--- begin EXCERPTED RECORDS ---

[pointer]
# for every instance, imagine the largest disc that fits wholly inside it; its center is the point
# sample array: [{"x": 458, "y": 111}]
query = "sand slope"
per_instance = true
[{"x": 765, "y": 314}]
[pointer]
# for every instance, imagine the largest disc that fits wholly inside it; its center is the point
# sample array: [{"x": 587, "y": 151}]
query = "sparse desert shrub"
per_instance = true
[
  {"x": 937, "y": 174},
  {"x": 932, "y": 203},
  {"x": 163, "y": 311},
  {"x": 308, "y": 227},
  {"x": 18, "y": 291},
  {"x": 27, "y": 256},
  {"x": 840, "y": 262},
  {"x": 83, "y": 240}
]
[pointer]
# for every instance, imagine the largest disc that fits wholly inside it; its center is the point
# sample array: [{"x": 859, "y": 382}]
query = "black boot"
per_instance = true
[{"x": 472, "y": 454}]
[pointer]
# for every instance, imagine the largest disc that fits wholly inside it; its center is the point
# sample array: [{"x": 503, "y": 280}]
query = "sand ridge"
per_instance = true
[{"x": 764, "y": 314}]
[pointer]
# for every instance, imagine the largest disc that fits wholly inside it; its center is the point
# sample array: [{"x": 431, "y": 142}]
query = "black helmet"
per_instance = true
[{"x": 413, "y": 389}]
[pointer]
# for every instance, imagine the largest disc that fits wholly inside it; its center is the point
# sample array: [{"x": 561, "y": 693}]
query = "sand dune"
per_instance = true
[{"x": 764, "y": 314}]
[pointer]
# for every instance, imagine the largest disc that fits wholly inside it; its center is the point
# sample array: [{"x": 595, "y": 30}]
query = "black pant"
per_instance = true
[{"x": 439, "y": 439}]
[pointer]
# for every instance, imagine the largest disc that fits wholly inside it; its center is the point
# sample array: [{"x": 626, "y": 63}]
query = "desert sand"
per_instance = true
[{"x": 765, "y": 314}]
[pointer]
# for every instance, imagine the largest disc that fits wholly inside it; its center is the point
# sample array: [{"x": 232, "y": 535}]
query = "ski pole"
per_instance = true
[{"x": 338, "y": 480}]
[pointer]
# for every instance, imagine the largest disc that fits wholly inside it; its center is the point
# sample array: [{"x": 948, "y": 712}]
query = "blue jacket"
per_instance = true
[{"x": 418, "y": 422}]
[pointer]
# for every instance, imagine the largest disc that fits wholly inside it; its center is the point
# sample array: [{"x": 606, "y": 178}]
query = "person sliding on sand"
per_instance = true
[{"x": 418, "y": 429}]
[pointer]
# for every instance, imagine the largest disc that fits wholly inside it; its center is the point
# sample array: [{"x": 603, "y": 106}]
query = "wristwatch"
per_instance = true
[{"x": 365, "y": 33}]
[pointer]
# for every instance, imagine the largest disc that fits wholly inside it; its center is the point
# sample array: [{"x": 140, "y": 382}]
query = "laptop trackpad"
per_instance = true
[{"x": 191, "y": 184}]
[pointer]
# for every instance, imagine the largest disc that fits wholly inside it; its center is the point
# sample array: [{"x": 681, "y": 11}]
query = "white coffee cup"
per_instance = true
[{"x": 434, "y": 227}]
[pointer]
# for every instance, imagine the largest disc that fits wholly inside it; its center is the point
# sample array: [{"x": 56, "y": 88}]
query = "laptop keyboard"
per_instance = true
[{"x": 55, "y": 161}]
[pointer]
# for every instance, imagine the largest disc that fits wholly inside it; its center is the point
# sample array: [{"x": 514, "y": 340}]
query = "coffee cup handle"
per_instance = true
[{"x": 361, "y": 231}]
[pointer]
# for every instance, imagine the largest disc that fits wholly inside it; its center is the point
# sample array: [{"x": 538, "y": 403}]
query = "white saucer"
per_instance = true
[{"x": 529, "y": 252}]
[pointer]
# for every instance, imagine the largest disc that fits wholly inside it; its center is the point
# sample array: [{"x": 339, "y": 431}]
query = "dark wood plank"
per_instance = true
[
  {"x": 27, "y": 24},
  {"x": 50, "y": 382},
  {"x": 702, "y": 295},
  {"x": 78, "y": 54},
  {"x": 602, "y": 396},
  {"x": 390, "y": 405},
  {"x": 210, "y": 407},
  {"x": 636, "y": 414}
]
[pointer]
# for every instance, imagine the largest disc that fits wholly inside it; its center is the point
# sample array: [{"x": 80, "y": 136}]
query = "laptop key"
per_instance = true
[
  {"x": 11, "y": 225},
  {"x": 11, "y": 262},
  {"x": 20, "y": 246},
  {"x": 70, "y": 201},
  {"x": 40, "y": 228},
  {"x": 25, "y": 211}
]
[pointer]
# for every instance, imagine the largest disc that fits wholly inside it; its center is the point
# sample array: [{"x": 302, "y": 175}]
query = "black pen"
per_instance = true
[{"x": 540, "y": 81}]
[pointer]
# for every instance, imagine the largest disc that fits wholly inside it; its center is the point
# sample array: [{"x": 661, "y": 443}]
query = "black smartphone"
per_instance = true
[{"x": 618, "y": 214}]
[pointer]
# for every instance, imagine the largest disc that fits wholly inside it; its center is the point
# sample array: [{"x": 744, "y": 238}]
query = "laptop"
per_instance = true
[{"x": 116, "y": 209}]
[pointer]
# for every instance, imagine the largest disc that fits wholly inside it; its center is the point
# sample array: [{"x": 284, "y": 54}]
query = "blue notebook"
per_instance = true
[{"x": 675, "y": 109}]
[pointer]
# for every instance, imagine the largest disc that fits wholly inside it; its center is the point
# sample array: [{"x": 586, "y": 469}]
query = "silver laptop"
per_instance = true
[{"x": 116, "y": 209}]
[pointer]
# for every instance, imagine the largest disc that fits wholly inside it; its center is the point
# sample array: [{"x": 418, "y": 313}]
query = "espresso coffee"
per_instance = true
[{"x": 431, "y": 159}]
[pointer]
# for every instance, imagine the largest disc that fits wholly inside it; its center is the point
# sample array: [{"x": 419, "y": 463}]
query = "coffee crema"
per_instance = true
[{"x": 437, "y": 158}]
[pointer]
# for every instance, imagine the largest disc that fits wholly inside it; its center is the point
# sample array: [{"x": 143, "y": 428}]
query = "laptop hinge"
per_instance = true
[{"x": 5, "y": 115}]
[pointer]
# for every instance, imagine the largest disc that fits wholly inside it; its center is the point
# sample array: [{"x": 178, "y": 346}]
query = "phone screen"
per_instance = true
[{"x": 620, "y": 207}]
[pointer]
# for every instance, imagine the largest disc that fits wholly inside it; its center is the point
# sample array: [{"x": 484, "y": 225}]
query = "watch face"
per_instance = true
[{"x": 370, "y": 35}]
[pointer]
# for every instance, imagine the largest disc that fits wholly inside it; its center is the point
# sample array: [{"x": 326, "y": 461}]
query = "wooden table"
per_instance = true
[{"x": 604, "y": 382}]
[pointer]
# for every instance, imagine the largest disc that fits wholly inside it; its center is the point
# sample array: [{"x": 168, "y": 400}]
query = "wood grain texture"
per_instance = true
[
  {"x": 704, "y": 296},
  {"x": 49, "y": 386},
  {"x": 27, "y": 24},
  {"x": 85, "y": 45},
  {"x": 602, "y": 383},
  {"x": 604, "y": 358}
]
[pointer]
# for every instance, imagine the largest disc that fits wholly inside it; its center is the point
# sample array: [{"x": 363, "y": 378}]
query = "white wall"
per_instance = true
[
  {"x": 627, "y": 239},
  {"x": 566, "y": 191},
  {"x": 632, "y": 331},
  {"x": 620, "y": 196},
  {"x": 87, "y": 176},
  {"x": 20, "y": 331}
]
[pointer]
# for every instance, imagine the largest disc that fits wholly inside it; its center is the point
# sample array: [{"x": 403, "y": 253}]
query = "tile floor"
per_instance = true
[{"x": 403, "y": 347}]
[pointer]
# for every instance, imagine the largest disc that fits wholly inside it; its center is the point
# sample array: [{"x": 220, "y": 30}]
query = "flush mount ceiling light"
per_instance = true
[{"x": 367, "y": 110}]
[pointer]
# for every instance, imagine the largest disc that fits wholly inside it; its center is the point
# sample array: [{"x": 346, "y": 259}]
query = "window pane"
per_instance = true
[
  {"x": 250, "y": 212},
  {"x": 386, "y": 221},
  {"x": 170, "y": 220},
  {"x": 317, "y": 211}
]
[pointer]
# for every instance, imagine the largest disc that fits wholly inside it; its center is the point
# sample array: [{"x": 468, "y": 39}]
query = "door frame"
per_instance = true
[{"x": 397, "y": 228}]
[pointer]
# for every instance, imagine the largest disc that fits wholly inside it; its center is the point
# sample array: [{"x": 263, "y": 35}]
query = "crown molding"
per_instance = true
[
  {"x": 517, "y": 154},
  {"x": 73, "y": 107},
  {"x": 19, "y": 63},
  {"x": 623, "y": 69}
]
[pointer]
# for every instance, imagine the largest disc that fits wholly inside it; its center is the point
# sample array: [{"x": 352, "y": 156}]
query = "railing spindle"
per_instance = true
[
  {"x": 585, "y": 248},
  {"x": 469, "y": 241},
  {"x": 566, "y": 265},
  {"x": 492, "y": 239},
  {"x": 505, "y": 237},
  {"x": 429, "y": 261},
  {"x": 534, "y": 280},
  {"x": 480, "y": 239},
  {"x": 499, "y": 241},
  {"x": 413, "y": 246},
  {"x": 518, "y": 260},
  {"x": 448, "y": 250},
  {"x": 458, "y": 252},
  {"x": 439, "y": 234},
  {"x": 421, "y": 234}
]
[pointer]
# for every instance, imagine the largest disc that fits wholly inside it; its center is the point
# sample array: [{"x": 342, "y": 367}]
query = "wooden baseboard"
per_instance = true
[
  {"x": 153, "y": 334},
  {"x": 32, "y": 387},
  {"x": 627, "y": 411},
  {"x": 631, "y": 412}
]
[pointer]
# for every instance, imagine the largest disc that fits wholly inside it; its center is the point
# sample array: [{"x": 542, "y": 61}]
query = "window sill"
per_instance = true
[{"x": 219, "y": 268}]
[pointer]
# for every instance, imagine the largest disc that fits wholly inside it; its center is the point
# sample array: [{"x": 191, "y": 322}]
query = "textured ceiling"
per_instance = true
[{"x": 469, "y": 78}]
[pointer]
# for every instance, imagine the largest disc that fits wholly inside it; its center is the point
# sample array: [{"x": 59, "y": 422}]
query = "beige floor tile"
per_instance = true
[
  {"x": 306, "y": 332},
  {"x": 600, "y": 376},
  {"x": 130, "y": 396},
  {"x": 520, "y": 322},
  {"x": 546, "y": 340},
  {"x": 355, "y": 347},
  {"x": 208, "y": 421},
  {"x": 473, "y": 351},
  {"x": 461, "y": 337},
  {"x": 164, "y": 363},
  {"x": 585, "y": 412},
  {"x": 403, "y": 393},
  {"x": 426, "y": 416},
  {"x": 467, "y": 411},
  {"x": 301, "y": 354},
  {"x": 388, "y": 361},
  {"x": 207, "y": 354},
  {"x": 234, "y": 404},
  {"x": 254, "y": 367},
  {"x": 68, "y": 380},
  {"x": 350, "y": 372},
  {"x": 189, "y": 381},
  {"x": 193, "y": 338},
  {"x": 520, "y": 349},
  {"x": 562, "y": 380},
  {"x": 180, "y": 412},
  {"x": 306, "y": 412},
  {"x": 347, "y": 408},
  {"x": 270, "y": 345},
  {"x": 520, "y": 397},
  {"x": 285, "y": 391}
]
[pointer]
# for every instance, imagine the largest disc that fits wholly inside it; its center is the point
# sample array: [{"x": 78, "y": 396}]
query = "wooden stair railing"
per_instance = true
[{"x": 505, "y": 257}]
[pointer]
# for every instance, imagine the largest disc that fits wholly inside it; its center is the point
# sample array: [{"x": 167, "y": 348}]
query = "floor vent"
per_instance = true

--- end EXCERPTED RECORDS ---

■ **SHORT EXERCISE**
Pick out every line of the records above that contains the word "desert" and copy each of those lines.

■ **FINAL RESULT**
query = "sparse desert shrub"
query = "desert sand"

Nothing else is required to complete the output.